=== GIVEN EXERCISE ===
Put the lines below into a numbered list, skipping any blank lines and leaving the pictures out.

=== PROVIDED ENTRIES ===
..........
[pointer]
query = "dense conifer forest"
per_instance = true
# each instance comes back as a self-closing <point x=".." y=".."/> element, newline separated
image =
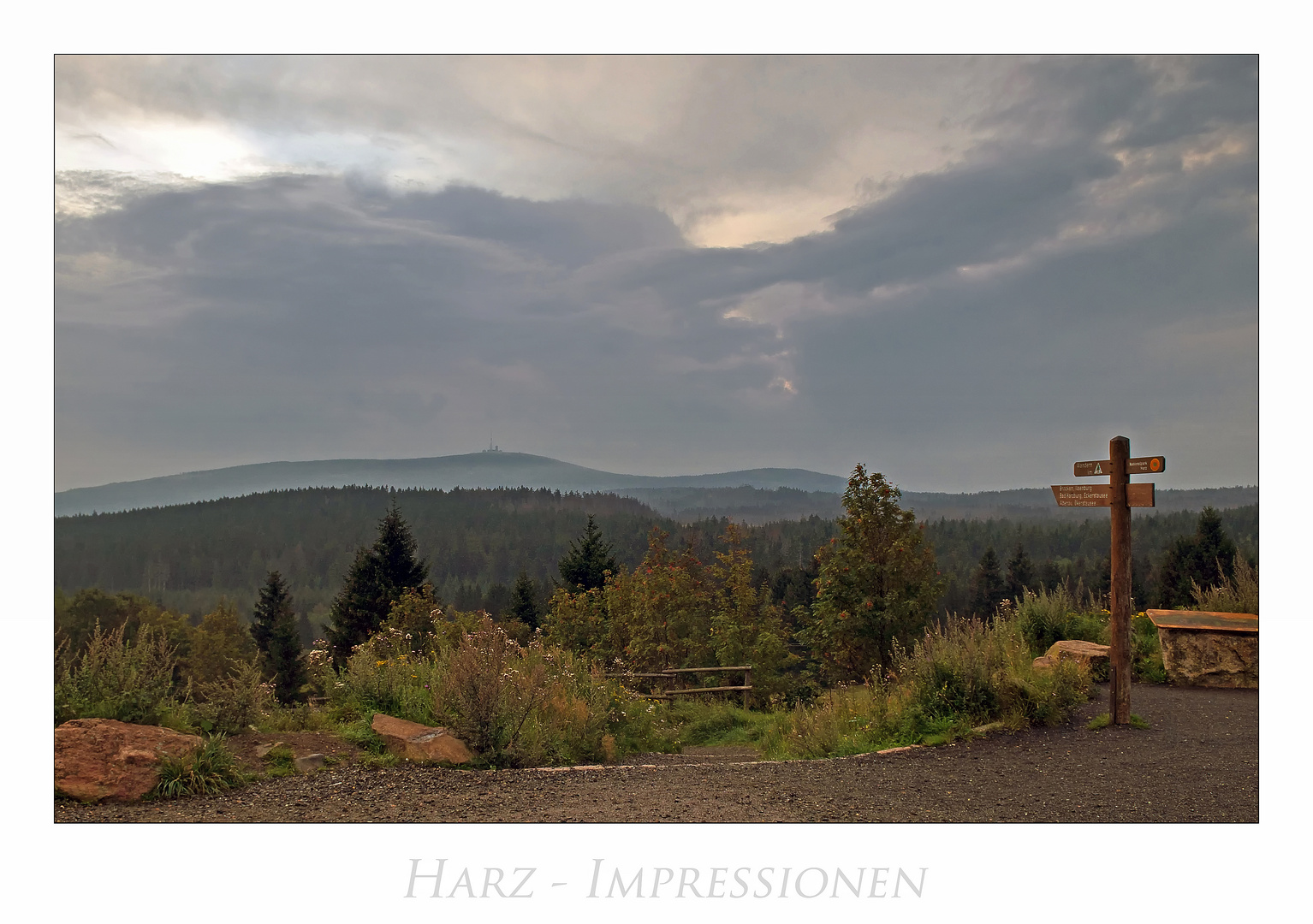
..........
=== RESULT BELOW ===
1. [pointer]
2. query = "dense conifer forest"
3. per_instance = true
4. # each instance comes back as a self-closing <point x=".." y=".."/> element, newline separated
5. image =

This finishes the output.